El señor Giral y sus ministros podrían mostrar semblantes preocupados, pero les faltaba valor para tomar una decisión. Tenían demasiado miedo al fantasma que ellos mismos habían conjurado. En estas circunstancias, en plena noche se presentó el Encargado de Negocios de Gran Bretaña en el Ministerio de Marina (donde se había reunido el Consejo de Ministros a deliberar tras los sacos terreros con que se protegían) y exigió enérgicamente en nombre de la humanidad el cese sin demora de semejante monstruosidad.
Tan pronto como el gobierno se atrevió a dar señales de vida, se redujo el alboroto, lo que prueba que había estado muy en su mano evitar tales sucesos.
Se constituyó un Tribunal semioficial con miembros de diferentes partidos, pero sin ningún juez estatal de carrera, en el domicilio social de un club distinguido de la calle Alcalá que, a partir de entonces se denominó la “Checa de Bellas Artes”. El procedimiento se abreviaba muchísimo y terminaba, cuando no podían mediar influencias de los partidos “populares”, cuanto más brutalmente mejor y, en la mayoría de los casos con el “paseo” nocturno. Esta checa no se ocupaba de las personas ya encarceladas, sino de los nuevos detenidos que se producían a diario y que desde allí salían, la mayor parte de las veces, dentro de las veinticuatro horas siguientes, volviendo a la libertad o a las cunetas de los alrededores, y solo en pocas ocasiones a una prisión. La policía estaba confabulada con esa checa y ocasionalmente con otras, ya que sucedía a veces que les entregaban detenidos en lugar de conducirlos a las cárceles estatales.
La famosa “Checa de Fomento 9”

• **Registros extraídos**:
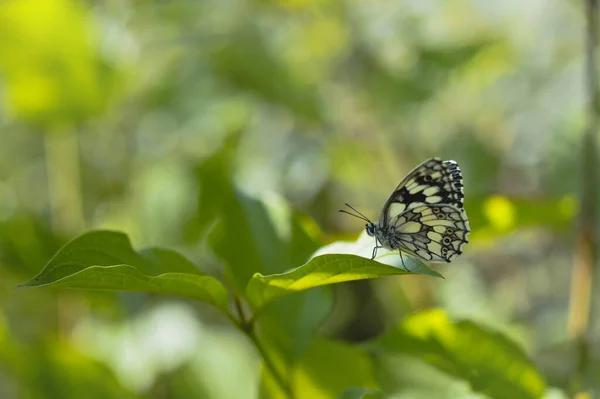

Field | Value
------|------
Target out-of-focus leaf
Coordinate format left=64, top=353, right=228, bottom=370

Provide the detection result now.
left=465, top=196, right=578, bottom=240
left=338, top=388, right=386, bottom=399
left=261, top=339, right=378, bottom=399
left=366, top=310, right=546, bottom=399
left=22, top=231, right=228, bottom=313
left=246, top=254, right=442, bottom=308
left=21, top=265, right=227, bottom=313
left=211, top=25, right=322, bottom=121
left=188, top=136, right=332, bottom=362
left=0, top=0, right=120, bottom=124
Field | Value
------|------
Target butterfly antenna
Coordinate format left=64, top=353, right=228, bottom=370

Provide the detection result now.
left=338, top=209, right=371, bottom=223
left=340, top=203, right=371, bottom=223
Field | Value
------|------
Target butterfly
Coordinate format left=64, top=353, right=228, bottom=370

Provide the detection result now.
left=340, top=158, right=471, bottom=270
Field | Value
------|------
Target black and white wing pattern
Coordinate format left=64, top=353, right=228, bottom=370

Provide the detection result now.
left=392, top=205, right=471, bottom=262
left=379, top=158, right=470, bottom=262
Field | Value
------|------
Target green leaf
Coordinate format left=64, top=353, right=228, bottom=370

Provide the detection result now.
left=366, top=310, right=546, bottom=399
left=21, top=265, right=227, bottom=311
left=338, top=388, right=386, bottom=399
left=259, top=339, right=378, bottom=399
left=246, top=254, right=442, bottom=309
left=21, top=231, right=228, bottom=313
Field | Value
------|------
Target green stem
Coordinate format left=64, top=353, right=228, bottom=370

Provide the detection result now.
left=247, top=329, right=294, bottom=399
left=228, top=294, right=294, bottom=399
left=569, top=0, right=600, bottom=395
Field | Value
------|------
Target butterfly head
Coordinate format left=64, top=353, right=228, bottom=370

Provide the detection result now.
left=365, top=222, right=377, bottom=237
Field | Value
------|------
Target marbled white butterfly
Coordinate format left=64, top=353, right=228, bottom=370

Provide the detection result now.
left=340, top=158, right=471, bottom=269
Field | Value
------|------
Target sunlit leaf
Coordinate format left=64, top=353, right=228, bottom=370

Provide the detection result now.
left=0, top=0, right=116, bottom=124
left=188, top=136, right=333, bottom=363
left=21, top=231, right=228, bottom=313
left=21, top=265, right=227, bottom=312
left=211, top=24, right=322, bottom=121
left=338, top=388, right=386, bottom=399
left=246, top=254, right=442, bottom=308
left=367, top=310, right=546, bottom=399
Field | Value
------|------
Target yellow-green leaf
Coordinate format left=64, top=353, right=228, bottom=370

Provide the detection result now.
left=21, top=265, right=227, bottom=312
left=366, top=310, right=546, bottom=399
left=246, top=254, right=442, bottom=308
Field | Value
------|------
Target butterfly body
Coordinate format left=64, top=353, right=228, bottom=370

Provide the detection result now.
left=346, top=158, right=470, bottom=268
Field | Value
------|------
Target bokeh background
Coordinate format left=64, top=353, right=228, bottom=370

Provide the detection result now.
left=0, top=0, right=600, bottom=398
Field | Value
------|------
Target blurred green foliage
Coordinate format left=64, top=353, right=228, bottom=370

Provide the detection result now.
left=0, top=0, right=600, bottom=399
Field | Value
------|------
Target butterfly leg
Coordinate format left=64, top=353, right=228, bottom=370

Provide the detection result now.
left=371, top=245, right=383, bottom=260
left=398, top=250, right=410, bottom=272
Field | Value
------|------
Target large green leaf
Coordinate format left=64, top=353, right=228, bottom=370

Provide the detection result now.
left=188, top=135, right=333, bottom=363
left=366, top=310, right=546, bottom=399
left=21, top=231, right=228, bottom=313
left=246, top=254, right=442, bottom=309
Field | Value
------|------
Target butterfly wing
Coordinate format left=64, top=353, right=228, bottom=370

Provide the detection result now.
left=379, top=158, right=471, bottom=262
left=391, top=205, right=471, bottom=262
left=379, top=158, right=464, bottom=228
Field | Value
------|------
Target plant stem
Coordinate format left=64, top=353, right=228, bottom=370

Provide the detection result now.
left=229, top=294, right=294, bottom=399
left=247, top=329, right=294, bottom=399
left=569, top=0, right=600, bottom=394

• **Tareas**:
**A)** Responda brevemente, según el pasaje:
(i) ¿En qué ministerio se había reunido el Consejo de Ministros?
(ii) ¿Qué nombre recibió el domicilio social del club de la calle Alcalá?
(iii) ¿En qué plazo salían de esa checa, la mayor parte de las veces, los nuevos detenidos?
**B)** Reproduzca del pasaje el tramo comprendido entre "Tan pronto como" y "evitar tales sucesos.", ambos inclusive.

• **Soluciones**:
**A)**
(i) En el Ministerio de Marina.
(ii) "Checa de Bellas Artes".
(iii) Dentro de las veinticuatro horas siguientes.

**B)**
Tan pronto como el gobierno se atrevió a dar señales de vida, se redujo el alboroto, lo que prueba que había estado muy en su mano evitar tales sucesos.